Entries from a point annotation set
__________________________________________________

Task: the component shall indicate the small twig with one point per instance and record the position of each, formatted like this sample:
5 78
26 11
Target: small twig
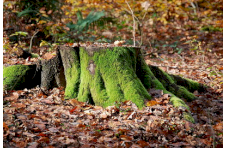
134 25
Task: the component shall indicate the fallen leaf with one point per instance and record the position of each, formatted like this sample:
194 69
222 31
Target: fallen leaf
18 105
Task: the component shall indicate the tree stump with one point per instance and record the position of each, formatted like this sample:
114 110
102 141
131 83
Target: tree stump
105 75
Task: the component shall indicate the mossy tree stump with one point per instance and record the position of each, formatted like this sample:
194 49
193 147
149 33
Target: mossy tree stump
105 75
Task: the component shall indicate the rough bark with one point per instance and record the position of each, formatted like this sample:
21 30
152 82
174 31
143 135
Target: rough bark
105 75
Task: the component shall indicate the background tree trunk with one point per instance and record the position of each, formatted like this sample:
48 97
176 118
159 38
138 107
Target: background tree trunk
105 75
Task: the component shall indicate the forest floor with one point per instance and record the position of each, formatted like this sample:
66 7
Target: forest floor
33 118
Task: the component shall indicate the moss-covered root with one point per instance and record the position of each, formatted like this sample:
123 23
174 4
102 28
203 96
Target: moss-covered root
109 76
169 83
20 77
150 81
71 63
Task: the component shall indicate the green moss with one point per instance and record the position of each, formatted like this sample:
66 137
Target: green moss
15 76
114 78
72 75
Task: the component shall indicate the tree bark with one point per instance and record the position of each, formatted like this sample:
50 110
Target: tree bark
105 75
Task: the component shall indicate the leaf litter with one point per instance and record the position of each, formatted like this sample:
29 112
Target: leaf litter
33 120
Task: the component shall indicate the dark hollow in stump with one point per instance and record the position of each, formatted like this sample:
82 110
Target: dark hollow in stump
105 75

__________________________________________________

#### Objective
Extract every row above and reproduce each line without any change, omitting the pictures.

#### Written reply
Task: the component shall indicate the small twig with one point per instance and record the position of each, formatted like this sample:
5 78
26 11
Target: small twig
134 25
Task: the component shall indicate the fallen leaf with one point per instance and record the position of each, formatted like this sample:
194 69
222 31
Target: fallen leaf
18 105
Task: the component shall indicate the tree stump with one point per instance and record the position of each, formatted like this sample:
114 110
102 141
131 83
Target: tree stump
105 75
Task: the component shall indicate the mossy tree stump with one point per instance and record the position of each, formatted like this sample:
194 49
193 147
149 33
Target: mossy tree stump
105 75
Task: the component shall indicate the rough bark with one point per instance and record the position of each, formatted like this sample:
21 30
152 82
174 31
143 135
Target: rough bark
105 75
Task: the component shall indicate the background tree trunk with one point per instance and record the position of each, formatted like this sample:
48 97
176 118
159 38
138 107
Target: background tree trunk
105 75
Task: the component shall indicate the forest floor with one point per instance and record the position of each, formatted like this sample:
66 7
Target: forest floor
33 118
Task: the component shall indicate the moss-covered root with one point per instance and record the position of each, formatted like this sample:
123 23
174 4
102 28
203 96
Target: moss-covered root
109 76
169 83
20 77
150 81
71 63
Task: the component shall indicate the green moss with one point per instance and record the position of each, formatted like this sample:
66 137
Target: green moss
15 76
114 78
72 75
Task: the component shall indicate the tree bark with one point per instance and record the position of each, formatted like this sample:
50 110
Target: tree bark
105 75
Task: the component shall indicate the leaf litter with one point per instance and record the position of each, formatted like this sample:
29 112
Target: leaf litter
33 120
Task: the component shall indicate the dark hollow in stump with one point per instance and record the position of each, formatted like this sample:
82 110
Target: dark hollow in stump
105 75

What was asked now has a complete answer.